__Description of the task__:
As soon as the line containing "Target: downspout" appears in the material below, start returning lines exactly, and end with the line containing "Target: shirt collar".

- Opening Delimiter -

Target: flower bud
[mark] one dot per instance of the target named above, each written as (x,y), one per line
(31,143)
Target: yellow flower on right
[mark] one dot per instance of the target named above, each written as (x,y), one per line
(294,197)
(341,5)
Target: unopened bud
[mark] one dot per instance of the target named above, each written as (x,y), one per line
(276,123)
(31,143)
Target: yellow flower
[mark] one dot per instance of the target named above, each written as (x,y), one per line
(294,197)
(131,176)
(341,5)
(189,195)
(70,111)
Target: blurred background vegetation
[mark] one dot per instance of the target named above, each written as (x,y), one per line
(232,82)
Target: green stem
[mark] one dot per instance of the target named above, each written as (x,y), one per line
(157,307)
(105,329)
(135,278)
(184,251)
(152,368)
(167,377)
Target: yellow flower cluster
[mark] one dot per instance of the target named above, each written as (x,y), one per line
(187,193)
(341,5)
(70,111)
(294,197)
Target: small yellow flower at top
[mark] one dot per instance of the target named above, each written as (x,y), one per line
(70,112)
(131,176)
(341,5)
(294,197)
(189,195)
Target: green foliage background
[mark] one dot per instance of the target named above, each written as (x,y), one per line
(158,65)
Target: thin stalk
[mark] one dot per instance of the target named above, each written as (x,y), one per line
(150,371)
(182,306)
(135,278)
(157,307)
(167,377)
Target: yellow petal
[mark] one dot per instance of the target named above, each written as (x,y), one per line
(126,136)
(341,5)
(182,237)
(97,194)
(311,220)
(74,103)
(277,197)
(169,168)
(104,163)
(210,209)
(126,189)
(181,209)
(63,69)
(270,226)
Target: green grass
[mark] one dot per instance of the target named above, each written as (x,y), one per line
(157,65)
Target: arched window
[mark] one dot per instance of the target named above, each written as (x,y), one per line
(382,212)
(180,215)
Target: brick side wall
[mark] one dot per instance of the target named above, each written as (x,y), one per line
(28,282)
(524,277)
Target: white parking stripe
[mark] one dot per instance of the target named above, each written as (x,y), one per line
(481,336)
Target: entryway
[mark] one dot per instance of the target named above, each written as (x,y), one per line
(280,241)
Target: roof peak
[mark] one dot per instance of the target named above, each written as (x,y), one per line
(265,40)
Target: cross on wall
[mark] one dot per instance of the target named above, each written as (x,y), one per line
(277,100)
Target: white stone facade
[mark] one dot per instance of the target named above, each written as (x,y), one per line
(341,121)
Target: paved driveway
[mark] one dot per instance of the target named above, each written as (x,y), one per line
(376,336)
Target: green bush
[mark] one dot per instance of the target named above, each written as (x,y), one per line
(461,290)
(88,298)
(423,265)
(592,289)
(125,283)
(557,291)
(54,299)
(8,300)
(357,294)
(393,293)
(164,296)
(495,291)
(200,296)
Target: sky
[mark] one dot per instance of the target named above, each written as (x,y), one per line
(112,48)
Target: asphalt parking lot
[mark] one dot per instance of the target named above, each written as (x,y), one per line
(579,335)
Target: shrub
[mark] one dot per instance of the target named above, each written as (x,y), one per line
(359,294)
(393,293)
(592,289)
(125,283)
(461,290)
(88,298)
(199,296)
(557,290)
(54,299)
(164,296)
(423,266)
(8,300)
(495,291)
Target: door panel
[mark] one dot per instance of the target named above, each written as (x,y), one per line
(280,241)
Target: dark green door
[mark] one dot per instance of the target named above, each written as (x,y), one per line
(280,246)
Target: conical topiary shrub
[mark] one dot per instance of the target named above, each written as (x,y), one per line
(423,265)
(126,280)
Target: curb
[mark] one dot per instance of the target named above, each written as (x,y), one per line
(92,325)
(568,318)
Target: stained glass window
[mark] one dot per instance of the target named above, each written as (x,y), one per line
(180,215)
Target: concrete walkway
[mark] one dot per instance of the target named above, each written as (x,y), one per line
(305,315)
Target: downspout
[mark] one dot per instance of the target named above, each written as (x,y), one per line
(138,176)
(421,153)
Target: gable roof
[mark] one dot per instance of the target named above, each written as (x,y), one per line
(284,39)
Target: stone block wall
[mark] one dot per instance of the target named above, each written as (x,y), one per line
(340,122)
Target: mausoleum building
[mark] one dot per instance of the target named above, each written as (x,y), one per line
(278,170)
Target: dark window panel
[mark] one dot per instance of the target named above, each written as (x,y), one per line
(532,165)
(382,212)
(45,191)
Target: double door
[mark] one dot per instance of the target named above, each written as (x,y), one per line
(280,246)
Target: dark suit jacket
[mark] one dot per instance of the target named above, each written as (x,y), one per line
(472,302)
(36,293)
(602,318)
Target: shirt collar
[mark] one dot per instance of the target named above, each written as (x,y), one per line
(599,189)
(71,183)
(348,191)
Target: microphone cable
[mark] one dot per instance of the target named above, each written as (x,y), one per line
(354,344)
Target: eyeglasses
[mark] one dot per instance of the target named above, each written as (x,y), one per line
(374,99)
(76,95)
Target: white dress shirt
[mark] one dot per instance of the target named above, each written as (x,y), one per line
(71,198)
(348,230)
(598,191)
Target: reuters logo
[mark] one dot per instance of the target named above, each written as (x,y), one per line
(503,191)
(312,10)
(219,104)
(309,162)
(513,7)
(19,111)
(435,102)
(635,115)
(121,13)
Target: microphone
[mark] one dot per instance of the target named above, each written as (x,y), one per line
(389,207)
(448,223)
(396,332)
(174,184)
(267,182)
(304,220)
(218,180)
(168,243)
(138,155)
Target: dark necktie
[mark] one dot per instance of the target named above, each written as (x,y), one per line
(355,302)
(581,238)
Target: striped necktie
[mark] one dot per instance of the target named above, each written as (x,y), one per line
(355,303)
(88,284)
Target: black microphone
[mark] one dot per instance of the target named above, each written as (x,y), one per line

- Closing Delimiter -

__Answer box__:
Target: downspout
[mark] one dot per instance of the target named above, each written as (x,y), one per line
(138,176)
(421,153)
Target: gable roof
[mark] one dot per instance of the target named above, each written as (x,y), one per line
(284,39)
Target: stone block wall
[mark] one dot per instance of the target named above, each written as (x,y), one per line
(340,122)
Target: mausoleum building
[mark] one dot per instance of the target named above, each written as (x,y), one per line
(278,170)
Target: dark window panel
[mark] one dot per instance of the target named above, each written as (x,y), one per line
(532,165)
(382,212)
(45,191)
Target: double door
[mark] one dot per instance of the target named above, each written as (x,y), one per line
(280,246)
Target: dark suit jacket
[mark] one dot per instance of the target named above, each written as (x,y), one per line
(472,302)
(36,293)
(602,318)
Target: shirt collar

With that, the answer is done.